__TASK DIRECTIONS__
List each line of the records below that contains the string "palace". Case counts.

═════ PROVIDED RECORDS ═════

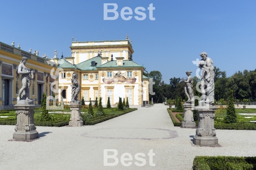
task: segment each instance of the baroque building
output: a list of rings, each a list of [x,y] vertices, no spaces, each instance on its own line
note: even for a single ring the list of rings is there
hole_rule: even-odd
[[[59,93],[64,101],[71,100],[72,75],[77,74],[81,86],[80,100],[85,104],[102,97],[107,105],[108,97],[114,105],[119,97],[128,98],[129,104],[141,107],[149,101],[149,78],[143,75],[144,67],[134,62],[131,41],[126,40],[72,42],[71,56],[51,59],[57,63]],[[99,99],[98,99],[99,100]]]

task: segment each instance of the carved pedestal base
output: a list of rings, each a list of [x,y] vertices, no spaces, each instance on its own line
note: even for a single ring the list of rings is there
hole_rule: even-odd
[[[34,109],[36,105],[32,102],[20,101],[14,105],[17,109],[17,124],[15,126],[16,132],[13,133],[15,140],[28,141],[38,138],[38,132],[34,124]]]
[[[83,125],[83,121],[81,117],[81,102],[72,102],[70,104],[71,117],[69,123],[69,126],[81,126]]]
[[[184,118],[182,122],[182,128],[195,128],[196,125],[193,117],[193,109],[191,104],[185,103],[184,107]]]
[[[214,128],[214,106],[197,106],[195,108],[198,112],[198,126],[194,136],[193,143],[200,146],[215,146],[218,145],[218,138]]]

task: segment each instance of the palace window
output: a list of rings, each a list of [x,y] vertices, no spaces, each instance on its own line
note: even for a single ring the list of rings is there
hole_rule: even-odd
[[[107,72],[107,77],[112,78],[112,71],[108,71]]]
[[[83,75],[83,79],[84,80],[88,80],[88,74],[84,74]]]
[[[132,72],[131,71],[128,71],[127,72],[127,76],[128,77],[131,77],[132,76]]]

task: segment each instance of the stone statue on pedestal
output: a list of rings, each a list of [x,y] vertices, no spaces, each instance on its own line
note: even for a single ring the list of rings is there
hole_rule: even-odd
[[[201,73],[201,89],[202,100],[200,102],[206,102],[210,105],[214,105],[214,67],[213,62],[207,53],[202,52],[200,54],[202,60],[199,62]]]
[[[188,76],[188,79],[184,81],[185,85],[185,94],[188,97],[188,100],[186,102],[191,103],[191,100],[194,97],[194,92],[192,88],[193,87],[193,77],[191,76],[192,71],[188,71],[186,72]]]

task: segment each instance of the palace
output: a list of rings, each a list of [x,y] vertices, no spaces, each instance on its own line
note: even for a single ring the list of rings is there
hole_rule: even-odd
[[[122,100],[128,98],[129,105],[133,107],[148,103],[149,79],[143,75],[144,67],[133,61],[134,51],[128,35],[123,40],[76,40],[70,47],[71,56],[62,55],[60,59],[56,55],[52,59],[47,59],[45,55],[40,57],[38,54],[31,53],[31,51],[27,52],[13,46],[0,43],[2,90],[0,109],[13,108],[17,103],[18,90],[21,87],[20,75],[17,70],[22,57],[28,59],[27,67],[36,72],[30,96],[38,107],[43,93],[52,95],[53,89],[57,89],[57,93],[62,95],[64,102],[70,102],[73,72],[77,75],[81,86],[79,100],[83,97],[86,104],[90,98],[94,102],[96,97],[102,97],[103,105],[107,105],[108,97],[111,105],[119,102],[119,97]],[[55,78],[50,75],[53,68],[54,74],[57,69],[60,71]]]

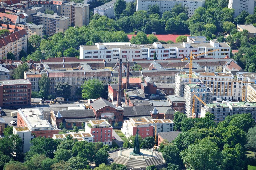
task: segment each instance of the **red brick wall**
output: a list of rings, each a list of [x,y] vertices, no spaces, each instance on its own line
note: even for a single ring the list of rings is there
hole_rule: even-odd
[[[147,129],[148,129],[148,131],[147,131]],[[138,127],[138,130],[139,135],[141,136],[143,138],[144,138],[147,136],[153,136],[154,131],[154,128],[153,126],[150,126],[147,127]],[[137,127],[134,126],[133,127],[132,135],[135,136],[136,135],[136,133],[137,131]],[[147,133],[148,133],[148,134],[147,134]]]
[[[102,133],[101,132],[101,130],[102,129]],[[108,142],[112,141],[112,132],[113,131],[113,128],[112,127],[109,128],[91,128],[91,134],[93,136],[93,139],[94,139],[94,142]],[[108,132],[108,131],[110,130],[110,132],[109,133]],[[98,131],[98,133],[97,133],[97,131]],[[105,132],[105,131],[106,131],[106,132]],[[95,131],[95,133],[93,133],[92,131]],[[101,134],[102,134],[102,140],[101,140]],[[105,137],[105,135],[106,135],[106,137]],[[108,137],[108,135],[110,134],[110,137]],[[97,137],[97,135],[98,135],[98,137]],[[94,136],[93,136],[93,135]],[[105,140],[105,138],[106,138],[106,141]],[[108,138],[110,138],[110,140],[108,141]]]

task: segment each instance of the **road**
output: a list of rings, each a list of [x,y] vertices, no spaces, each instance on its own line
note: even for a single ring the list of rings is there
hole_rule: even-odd
[[[123,142],[123,140],[120,138],[120,137],[116,133],[115,133],[115,131],[113,130],[112,132],[112,136],[114,136],[116,138],[116,140],[114,140],[115,143],[116,143],[119,146],[119,147],[122,147],[123,144],[122,143]]]
[[[16,110],[11,110],[9,109],[3,109],[1,112],[1,117],[3,118],[5,122],[5,127],[7,125],[12,126],[13,127],[17,127],[17,125],[12,125],[10,124],[11,120],[17,120],[17,117],[13,117],[11,116],[11,112],[17,111]]]

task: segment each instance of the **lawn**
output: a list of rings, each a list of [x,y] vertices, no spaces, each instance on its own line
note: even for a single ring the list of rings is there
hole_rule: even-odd
[[[120,137],[120,138],[126,138],[124,134],[123,133],[123,132],[121,131],[121,130],[119,130],[117,129],[114,129],[114,130],[115,131],[115,132],[117,134],[117,135]]]
[[[248,162],[248,170],[256,170],[256,159],[254,157],[254,152],[246,151],[246,153]]]

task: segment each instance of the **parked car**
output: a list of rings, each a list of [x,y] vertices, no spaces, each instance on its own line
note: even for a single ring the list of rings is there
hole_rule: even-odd
[[[11,120],[10,123],[13,125],[17,124],[17,121],[15,120]]]

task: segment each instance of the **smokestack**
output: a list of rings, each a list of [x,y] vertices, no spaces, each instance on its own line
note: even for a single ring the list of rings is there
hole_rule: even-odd
[[[117,86],[117,103],[116,107],[122,106],[122,97],[121,95],[122,88],[121,87],[122,81],[122,63],[123,59],[120,59],[119,61],[119,70],[118,70],[118,83]]]
[[[125,89],[126,90],[128,88],[128,86],[129,85],[129,77],[130,77],[130,75],[129,75],[130,74],[130,67],[129,66],[129,61],[127,62],[127,63],[126,63],[126,69],[127,70],[126,71],[126,86],[125,87]]]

═════

__SOLUTION TO THIS PROBLEM__
task: segment each instance of the palace window
task: segment each instance of the palace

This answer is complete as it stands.